- Activity -
Please check each statement below against the report on Northern Ireland football and answer yes or no, quoting the exact words of the report that settle it. (a) Northern Ireland open their Nations League campaign at home against Norway. (b) The Irish FA let 500 supporters into Windsor Park for the Irish Cup final. (c) Linfield's match against Tre Fiori is to be played in Switzerland.

[Opening Text section section]

Northern Ireland manager Ian Baraclough has accepted that he won't be able to count on the vocal support of the Green and White Army when his international reign gets under way.
The Covid-19 pandemic has kept fans away from stadiums, with the Irish FA achieving a small victory by welcoming 500 supporters into Windsor Park for the Irish Cup final.
But the virus remains a very real health risk both at home and abroad, sparking fears that big games will be played behind closed doors for a significant period.
The Champions League and Europa League has returned without supporters in attendance and Nations League fixtures may even have to be played at neutral venues.
Northern Ireland will begin their Nations League campaign away to Romania on Friday, September 4 and three days later they will host Norway in their first home fixture of League B Group 1.
In the fast-moving Covid-19 picture, both the international and club game cannot be certain of anything.
Uefa are conscious that travel between some countries may be prohibited because of restrictions relating to the pandemic and Linfield, who play San Marino champions Tre Fiori in the first phase of the Champions League preliminary round tournament in Switzerland tomorrow, are monitoring developments.

[Closing Text section section]
[Opening Information section]

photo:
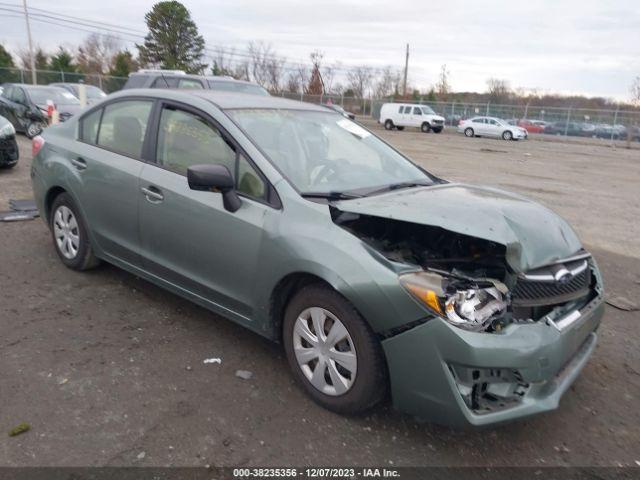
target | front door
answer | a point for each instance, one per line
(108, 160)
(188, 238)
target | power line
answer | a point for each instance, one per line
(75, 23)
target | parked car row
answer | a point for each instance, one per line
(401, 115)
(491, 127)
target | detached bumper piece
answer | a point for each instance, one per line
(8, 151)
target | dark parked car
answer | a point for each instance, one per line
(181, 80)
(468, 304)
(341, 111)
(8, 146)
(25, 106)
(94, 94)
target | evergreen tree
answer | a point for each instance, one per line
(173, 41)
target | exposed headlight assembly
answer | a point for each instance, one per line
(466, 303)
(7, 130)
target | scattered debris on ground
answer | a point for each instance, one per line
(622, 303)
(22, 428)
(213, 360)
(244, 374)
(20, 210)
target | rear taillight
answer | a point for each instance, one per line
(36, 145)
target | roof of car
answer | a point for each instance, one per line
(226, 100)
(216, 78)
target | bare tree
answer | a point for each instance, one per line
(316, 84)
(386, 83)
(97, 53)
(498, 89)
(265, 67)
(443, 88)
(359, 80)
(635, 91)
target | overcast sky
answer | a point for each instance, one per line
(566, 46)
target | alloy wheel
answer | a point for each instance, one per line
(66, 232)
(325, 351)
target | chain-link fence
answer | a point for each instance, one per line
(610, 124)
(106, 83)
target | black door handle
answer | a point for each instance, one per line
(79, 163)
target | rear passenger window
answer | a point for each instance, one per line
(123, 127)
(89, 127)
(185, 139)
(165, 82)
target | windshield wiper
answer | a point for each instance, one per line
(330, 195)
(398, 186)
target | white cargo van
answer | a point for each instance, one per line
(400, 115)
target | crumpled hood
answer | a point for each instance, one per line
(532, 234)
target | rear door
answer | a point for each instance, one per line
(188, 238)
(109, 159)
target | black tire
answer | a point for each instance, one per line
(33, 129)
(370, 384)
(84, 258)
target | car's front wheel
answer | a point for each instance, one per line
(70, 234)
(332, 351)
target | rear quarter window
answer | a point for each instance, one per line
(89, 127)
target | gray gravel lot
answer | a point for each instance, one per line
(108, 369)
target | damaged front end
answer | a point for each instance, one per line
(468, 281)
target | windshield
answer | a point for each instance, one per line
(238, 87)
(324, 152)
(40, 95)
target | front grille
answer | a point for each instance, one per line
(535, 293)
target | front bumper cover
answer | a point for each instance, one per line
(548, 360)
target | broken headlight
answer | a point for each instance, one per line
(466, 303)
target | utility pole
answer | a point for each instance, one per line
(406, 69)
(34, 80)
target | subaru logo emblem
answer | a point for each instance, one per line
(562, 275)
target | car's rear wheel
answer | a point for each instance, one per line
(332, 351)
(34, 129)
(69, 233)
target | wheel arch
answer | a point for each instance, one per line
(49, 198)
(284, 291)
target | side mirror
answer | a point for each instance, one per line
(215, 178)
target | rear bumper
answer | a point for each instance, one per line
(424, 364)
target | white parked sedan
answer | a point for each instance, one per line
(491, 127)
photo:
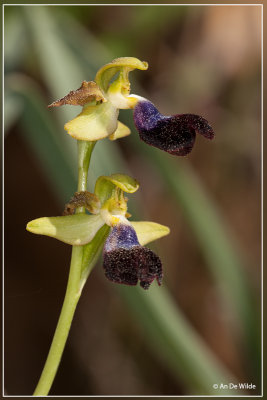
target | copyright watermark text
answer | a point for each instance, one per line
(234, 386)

[Closing Information section]
[Opening Information section]

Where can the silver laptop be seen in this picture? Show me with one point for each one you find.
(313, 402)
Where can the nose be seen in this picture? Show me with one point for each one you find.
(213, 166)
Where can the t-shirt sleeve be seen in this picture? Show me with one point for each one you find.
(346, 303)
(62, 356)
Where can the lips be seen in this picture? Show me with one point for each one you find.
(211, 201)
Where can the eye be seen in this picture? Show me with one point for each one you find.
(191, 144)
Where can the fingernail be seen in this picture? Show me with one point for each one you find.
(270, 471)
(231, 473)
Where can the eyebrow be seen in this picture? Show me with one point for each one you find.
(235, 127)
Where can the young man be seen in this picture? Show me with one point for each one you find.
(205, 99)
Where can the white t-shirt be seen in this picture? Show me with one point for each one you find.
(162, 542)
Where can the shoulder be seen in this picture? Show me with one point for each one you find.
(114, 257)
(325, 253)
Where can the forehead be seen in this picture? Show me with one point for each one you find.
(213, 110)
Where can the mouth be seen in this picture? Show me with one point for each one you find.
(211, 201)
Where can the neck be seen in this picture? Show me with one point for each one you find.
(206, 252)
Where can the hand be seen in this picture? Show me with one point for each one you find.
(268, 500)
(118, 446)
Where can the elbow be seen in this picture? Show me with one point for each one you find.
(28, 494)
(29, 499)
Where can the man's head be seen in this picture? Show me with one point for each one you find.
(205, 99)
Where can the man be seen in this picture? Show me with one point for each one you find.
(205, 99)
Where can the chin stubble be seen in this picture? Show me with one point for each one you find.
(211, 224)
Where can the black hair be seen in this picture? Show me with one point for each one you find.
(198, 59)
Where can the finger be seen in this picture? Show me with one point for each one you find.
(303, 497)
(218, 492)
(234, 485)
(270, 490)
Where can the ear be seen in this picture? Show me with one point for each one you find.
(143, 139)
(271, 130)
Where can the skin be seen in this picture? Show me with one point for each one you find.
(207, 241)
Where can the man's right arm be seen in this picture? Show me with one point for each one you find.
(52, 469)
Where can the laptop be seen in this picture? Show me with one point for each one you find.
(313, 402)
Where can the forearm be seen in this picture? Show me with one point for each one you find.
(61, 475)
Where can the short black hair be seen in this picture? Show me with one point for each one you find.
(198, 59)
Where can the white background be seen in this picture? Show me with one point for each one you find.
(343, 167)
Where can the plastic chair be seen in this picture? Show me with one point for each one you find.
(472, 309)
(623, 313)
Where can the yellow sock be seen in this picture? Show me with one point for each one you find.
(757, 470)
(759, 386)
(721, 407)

[Closing Information section]

- Answer to this exercise -
(a) No: "Northern Ireland will begin their Nations League campaign away to Romania on Friday, September 4"
(b) Yes: "welcoming 500 supporters into Windsor Park for the Irish Cup final"
(c) Yes: "in the first phase of the Champions League preliminary round tournament in Switzerland tomorrow"